**Consignes**
a: D'après l'article sur l'immobilier de banlieue, combien d'employés le directeur de l'agence de Bondy a-t-il aujourd'hui ?
b: Indiquez si chacune des affirmations suivantes concorde avec l'article sur l'immobilier de banlieue, en répondant par oui ou par non et en citant les mots décisifs de l'article : (i) selon le directeur d'agence, les banques françaises ont financé des personnes trop endettées ; (ii) pour un 2 ou 3 pièces à 150 000 euros à Saint-Denis, les banques demandent 30 000 euros d'apport ; (iii) l'agence se trouve rue Gabriel Péri.
c: Reprenez l'article sur l'immobilier de banlieue après sa dernière phrase et poursuivez-en la rédaction.

L’immobilier de banlieue, flingué par la crise
Mercredi 03/12/2008 | Posté par Elisa Mignot
Alors qu’aux États-Unis, des milliers de familles surendettées sont contraintes de quitter leur maison, avons nous une crise des suprimes dans les banlieues françaises ? Qui sont les premiers touchés ? Qui en profite ?
« Non, nous ne sommes pas dans la même situation que les États-Unis, déclare d’emblée Kamel Yahiaoui, les banques ont été plus sérieuses en France, elles n’ont pas financé de personnes trop endettées. » Le directeur d’une agence immobilière de Bondy explique que la tradition dans l’hexagone est au crédit à taux fixe plutôt que variable [ce qu’on appelle le « crédit revolving », pratique sur laquelle nous allons revenir prochainement avec une enquête]. Les mensualités des emprunteurs ne vont donc pas doubler ou tripler comme outre-Atlantique. « Ici, en fait, on est bien », souffle-t-il, comme pour se rassurer. Car Kamel Yahioui est tout de même assez inquiet.
L’époque où une bonne quinzaine d’acquéreurs potentiels franchissaient chaque jour le pas de son agence de la rue Gabriel Péri est révolue. Aujourd’hui, ils ne sont que 2 ou 3, et encore ! « On attend le client. » En cause : les banques. « Elles ne jouent pas le jeu et demandent de plus en plus de fonds propres à leurs clients. » Il explique que désormais, pour acheter un 2 ou 3 pièces à 150 000euros à Saint-Denis, elles vont demander 30 000 euros d’apport, ce à quoi s’ajouteront les 13 000 euros de frais de notaires. « C’est énorme ! Surtout dans mon secteur ! »
Les injonctions du gouvernement à l’attention des banques n’y font rien. « Des menaces en l’air », commente le directeur d’agence. Il s’interrompt, car un de ses commerciaux, Karim, 24 ans, a besoin de lui. Avant, Kamel Yahiaoui avait 7 employés, il n’en a plus que 4. Avant il « s’arrach[ait] les cheveux le samedi tant l’agence était pleine. » Maintenant, tous ses agents se concentrent sur leur portefeuille de biens à vendre. Ils rappellent les vendeurs, les rassurent, leur expliquent la situation et leur demandent de baisser leur prix s’ils veulent vendre. « On fait de la pédagogie, sourit-il, mais le problème c’est que nous avons mauvaise réputation. On nous prend pour des escrocs. Les clients nous disent que ça n’est pas vrai, qu’on veut juste brader leur bien. »

**Lignes fournies**
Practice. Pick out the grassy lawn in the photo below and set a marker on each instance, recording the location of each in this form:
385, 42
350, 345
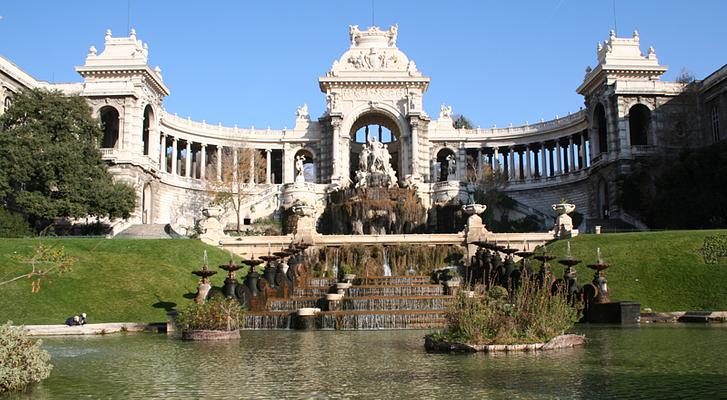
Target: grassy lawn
662, 270
136, 280
112, 280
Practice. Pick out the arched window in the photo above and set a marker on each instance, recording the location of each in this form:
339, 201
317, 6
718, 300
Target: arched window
309, 166
443, 161
110, 123
603, 202
599, 117
147, 126
715, 124
639, 125
372, 127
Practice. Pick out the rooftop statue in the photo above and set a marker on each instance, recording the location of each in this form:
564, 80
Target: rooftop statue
374, 166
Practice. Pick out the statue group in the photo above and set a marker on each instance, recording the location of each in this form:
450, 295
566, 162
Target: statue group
375, 161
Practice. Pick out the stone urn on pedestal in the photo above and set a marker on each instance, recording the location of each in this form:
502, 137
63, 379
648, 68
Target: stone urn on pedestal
305, 227
212, 228
563, 227
475, 227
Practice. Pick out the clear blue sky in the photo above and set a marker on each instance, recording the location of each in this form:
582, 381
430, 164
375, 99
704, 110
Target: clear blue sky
252, 63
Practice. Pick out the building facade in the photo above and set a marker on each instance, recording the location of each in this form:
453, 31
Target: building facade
375, 92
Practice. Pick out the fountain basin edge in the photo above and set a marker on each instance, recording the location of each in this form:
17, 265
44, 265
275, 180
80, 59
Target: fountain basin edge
558, 342
200, 335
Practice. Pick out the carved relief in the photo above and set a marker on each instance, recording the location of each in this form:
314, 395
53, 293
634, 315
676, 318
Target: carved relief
374, 93
374, 59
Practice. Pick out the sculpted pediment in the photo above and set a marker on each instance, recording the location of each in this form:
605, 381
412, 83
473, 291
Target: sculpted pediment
371, 51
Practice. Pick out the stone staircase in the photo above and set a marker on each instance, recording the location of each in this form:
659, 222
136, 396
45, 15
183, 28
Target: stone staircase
371, 303
148, 231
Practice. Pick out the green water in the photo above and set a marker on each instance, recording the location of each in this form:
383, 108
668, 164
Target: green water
659, 361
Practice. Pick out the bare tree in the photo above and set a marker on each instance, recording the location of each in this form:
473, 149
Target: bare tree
234, 184
46, 259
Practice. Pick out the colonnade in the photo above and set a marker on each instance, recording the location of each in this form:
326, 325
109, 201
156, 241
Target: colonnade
185, 158
540, 160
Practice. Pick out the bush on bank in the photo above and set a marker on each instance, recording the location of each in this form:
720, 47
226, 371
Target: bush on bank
216, 314
492, 316
22, 361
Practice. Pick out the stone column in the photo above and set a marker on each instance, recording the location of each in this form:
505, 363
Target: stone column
511, 156
496, 160
479, 163
287, 164
203, 163
162, 152
174, 156
558, 167
268, 165
462, 163
414, 147
344, 164
251, 167
336, 153
234, 164
219, 162
571, 153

**Réponses**
a: Il n'en a plus que 4, contre 7 auparavant.

b:
(i) Non : « elles n’ont pas financé de personnes trop endettées ».
(ii) Oui : « elles vont demander 30 000 euros d’apport ».
(iii) Oui : « son agence de la rue Gabriel Péri ».

c:
Côté location, les effets de la crise se font sentir d’une autre manière. Les clients sont toujours aussi nombreux – ce sont d’ailleurs eux qui peuplent l’agence ce matin – mais les retards, les impayés, les demandes de paiements décalés ne cessent d’augmenter. « Les locataires ont du mal, ils sont en difficultés », constate le directeur. Autre conséquence notée : de plus en plus de gens qui veulent louer sont recalés car ils ne remplissent pas les critères requis. « Parfois, c’est la misère qui franchit le pas de la porte. C’est dur. »
Mais, pour lui, les effets de la crise financière vont bien au-delà de son pas de porte, au-delà même de l’immobilier. « Les gens de Saint-Denis ne peuvent plus tellement acheter car, n’étant en général pas très riches, ils sont parmi les premiers touchés par ces problèmes de financements, poursuit Kamel Yahiaoui, lui-même originaire de Saint-Denis. La plupart des gens qui achètent viennent donc de l’extérieur : de Paris, des Hauts-de-Seine… » Il ajoute : « Et ça change aussi l’électorat. »
Son but aujourd’hui est de tenir. « Tenir 2 ou 3 ans, le temps que ça reprenne », espère-t-il. Tout à l’heure, Karim l’appelait pour « faire une petite vente ». Il soupire et conclut, avec un sourire discret : « C’est ça qui nous permet de continuer. »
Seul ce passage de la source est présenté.